Find every line in the records that contains the word "background", treating uppercase and lowercase letters as different, and copy each of those lines.

Dataset rows showing where objects appear
━━━━━━

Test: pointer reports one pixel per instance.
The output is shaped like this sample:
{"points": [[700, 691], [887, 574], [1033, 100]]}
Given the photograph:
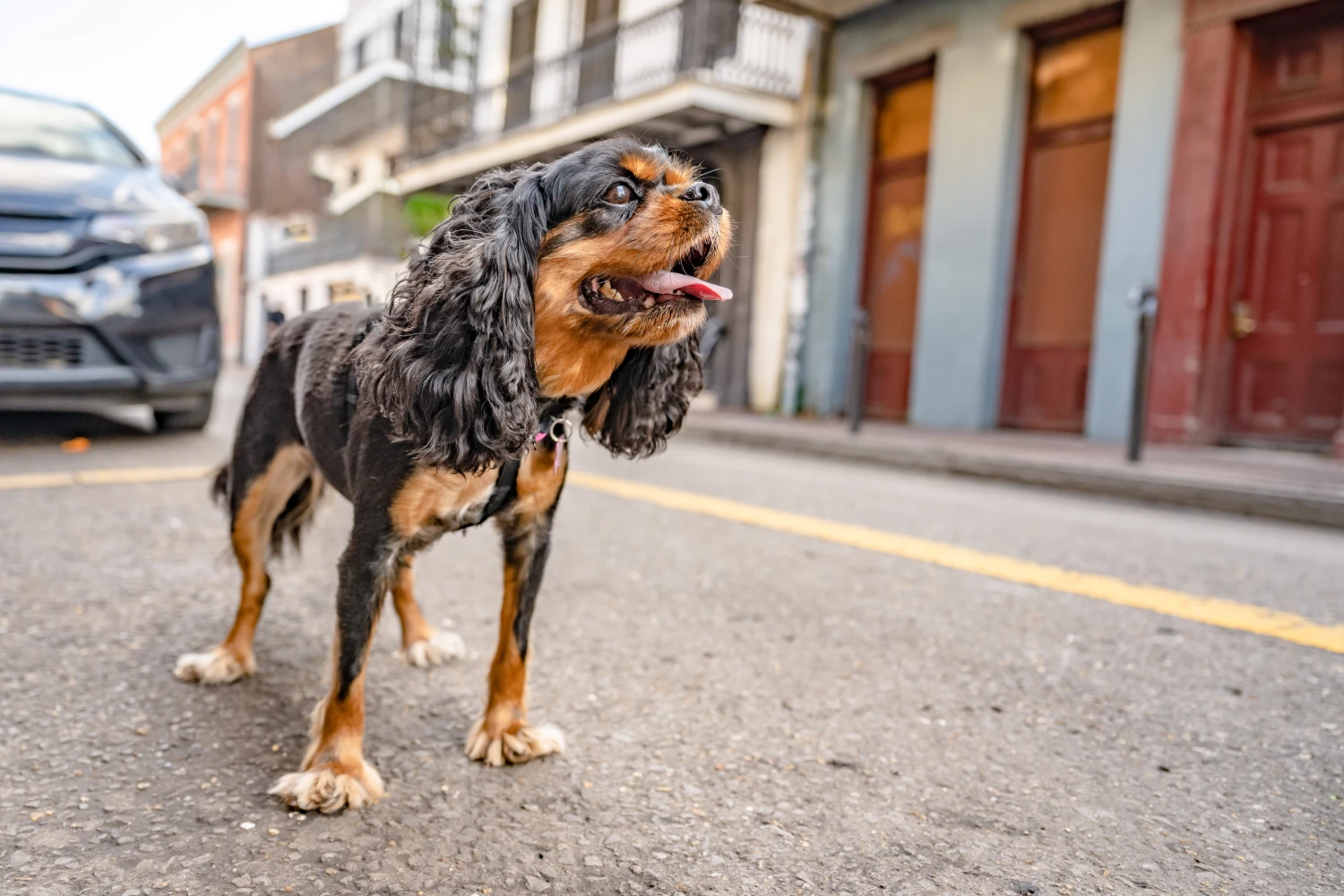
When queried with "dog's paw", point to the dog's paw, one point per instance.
{"points": [[220, 667], [435, 650], [515, 748], [331, 788]]}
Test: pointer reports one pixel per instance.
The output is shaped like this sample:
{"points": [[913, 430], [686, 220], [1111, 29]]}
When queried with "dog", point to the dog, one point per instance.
{"points": [[575, 284]]}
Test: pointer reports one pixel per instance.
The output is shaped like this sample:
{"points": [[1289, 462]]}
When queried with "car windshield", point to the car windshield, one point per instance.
{"points": [[31, 126]]}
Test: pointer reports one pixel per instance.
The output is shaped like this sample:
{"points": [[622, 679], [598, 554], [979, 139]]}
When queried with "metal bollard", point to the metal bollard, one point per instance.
{"points": [[1145, 300], [857, 367]]}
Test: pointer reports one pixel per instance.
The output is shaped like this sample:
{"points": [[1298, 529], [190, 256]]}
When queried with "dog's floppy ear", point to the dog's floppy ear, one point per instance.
{"points": [[642, 403], [452, 366]]}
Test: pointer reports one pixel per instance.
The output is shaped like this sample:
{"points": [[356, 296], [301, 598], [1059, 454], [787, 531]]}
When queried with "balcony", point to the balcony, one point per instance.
{"points": [[373, 228], [685, 74]]}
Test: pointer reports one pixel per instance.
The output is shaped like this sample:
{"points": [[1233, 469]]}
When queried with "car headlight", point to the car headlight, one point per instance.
{"points": [[156, 231]]}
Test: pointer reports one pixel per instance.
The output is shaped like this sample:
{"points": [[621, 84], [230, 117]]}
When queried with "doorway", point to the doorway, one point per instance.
{"points": [[1064, 202], [894, 237], [1287, 301]]}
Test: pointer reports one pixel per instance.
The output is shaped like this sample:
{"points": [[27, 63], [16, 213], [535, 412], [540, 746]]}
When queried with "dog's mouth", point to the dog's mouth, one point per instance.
{"points": [[621, 295]]}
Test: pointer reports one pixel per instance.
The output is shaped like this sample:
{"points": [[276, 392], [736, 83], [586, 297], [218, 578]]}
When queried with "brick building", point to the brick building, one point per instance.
{"points": [[214, 142]]}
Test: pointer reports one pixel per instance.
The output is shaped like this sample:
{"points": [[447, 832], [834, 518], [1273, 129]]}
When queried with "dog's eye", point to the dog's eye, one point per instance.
{"points": [[618, 195]]}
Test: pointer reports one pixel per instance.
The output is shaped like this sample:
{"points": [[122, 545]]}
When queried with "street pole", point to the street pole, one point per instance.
{"points": [[1145, 300], [857, 367]]}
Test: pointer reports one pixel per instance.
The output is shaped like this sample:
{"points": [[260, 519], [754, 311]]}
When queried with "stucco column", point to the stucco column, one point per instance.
{"points": [[970, 211], [1136, 204]]}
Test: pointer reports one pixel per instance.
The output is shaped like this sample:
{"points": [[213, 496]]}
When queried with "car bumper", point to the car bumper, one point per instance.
{"points": [[137, 330]]}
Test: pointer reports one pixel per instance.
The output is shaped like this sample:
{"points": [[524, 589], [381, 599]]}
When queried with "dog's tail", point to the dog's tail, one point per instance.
{"points": [[298, 511], [220, 487], [293, 519]]}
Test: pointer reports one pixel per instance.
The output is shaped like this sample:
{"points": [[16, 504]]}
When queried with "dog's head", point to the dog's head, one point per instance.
{"points": [[580, 279]]}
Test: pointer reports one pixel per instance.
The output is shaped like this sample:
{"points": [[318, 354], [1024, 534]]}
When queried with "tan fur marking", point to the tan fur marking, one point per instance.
{"points": [[333, 774], [642, 166], [575, 349], [414, 627], [429, 495], [261, 506], [538, 489]]}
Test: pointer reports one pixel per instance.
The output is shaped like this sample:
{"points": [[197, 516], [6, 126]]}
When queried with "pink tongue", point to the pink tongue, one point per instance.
{"points": [[666, 282]]}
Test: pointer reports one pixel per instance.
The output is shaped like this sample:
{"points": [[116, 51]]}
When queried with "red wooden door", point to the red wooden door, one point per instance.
{"points": [[895, 231], [1288, 306], [1059, 233]]}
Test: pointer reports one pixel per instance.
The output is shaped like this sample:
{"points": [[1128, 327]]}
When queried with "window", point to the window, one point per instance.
{"points": [[210, 153], [31, 126], [233, 145]]}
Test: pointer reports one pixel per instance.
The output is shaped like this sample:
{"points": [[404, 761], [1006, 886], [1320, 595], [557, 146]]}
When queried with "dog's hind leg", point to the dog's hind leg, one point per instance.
{"points": [[285, 487], [421, 643], [335, 774], [503, 732]]}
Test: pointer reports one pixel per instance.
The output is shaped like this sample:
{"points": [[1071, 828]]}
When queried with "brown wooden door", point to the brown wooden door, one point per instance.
{"points": [[895, 231], [1288, 311], [1059, 233]]}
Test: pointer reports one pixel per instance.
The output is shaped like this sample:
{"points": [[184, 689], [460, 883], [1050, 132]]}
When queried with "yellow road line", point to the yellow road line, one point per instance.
{"points": [[1226, 614], [117, 476]]}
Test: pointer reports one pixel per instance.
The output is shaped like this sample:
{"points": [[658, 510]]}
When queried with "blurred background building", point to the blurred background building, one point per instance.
{"points": [[999, 177], [945, 207], [214, 144]]}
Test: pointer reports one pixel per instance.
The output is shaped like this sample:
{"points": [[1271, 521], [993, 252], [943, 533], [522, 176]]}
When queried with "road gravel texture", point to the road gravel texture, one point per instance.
{"points": [[747, 711]]}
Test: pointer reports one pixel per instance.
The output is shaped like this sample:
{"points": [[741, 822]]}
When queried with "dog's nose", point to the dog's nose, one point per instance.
{"points": [[703, 194]]}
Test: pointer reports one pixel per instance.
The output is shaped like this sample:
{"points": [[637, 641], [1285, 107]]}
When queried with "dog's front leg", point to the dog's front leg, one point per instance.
{"points": [[335, 774], [503, 732]]}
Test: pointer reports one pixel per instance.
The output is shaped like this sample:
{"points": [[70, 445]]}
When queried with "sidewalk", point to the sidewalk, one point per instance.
{"points": [[1284, 485]]}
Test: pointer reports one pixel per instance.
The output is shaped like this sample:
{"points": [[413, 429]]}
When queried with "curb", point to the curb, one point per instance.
{"points": [[1290, 505]]}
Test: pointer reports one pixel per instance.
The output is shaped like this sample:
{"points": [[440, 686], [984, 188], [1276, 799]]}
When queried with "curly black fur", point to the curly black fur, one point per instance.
{"points": [[452, 365], [644, 402]]}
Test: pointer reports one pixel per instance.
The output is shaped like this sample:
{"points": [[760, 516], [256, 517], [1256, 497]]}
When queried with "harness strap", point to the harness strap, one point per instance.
{"points": [[504, 490]]}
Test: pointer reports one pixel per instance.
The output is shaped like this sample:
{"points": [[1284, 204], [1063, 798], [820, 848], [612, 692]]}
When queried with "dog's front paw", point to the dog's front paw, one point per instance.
{"points": [[331, 788], [435, 650], [515, 747], [220, 667]]}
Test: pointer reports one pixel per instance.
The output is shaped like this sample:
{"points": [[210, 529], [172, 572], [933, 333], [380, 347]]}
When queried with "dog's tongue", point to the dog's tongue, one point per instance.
{"points": [[664, 282]]}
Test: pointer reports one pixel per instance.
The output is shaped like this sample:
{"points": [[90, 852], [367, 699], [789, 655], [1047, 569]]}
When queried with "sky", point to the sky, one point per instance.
{"points": [[132, 59]]}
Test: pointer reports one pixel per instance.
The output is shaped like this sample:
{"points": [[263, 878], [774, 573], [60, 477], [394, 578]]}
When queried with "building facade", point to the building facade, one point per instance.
{"points": [[1250, 339], [212, 142], [438, 91], [994, 188], [1002, 177]]}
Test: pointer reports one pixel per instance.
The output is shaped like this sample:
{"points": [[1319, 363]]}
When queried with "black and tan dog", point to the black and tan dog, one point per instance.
{"points": [[573, 284]]}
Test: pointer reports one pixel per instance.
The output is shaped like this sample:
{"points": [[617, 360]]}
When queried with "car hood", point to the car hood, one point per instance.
{"points": [[56, 188]]}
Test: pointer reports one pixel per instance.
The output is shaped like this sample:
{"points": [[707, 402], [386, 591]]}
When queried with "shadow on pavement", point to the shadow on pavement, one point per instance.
{"points": [[42, 427]]}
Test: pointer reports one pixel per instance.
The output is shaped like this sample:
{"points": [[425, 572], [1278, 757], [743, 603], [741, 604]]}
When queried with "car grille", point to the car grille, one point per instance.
{"points": [[40, 349], [177, 352], [51, 349]]}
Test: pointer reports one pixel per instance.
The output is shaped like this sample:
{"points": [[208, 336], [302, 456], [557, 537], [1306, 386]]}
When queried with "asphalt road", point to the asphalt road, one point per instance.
{"points": [[747, 711]]}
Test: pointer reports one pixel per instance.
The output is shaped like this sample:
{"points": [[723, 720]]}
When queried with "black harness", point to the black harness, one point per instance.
{"points": [[554, 427]]}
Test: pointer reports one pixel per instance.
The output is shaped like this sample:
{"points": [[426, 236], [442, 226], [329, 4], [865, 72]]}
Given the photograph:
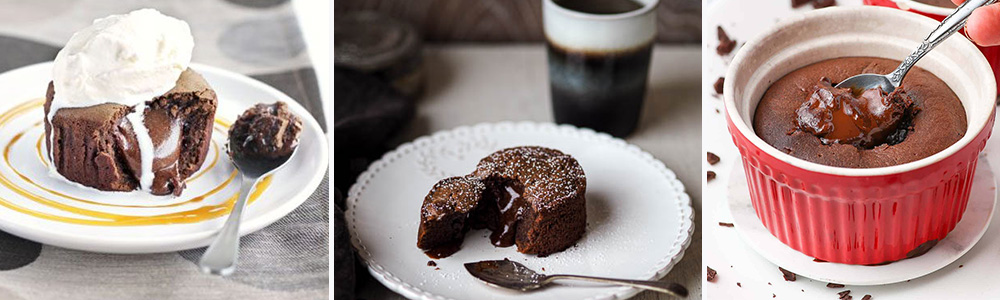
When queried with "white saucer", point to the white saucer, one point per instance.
{"points": [[639, 218], [965, 235], [19, 215]]}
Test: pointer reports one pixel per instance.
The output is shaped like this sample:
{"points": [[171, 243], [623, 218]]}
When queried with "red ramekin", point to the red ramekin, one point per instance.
{"points": [[992, 54], [857, 216]]}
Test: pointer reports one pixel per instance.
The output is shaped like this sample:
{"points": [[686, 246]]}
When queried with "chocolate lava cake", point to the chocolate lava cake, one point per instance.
{"points": [[938, 121], [532, 197], [96, 146]]}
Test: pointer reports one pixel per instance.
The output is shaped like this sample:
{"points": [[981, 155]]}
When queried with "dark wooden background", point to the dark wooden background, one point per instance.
{"points": [[678, 21]]}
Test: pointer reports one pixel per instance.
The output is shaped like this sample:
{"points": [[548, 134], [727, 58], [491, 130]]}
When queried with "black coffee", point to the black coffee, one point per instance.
{"points": [[601, 7], [603, 91]]}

━━━━━━

## Written answer:
When queried with "blurred background building", point to the blurred background building, one point per instance.
When queried with "dark wooden background", point to the dark wooden background, one point per instance.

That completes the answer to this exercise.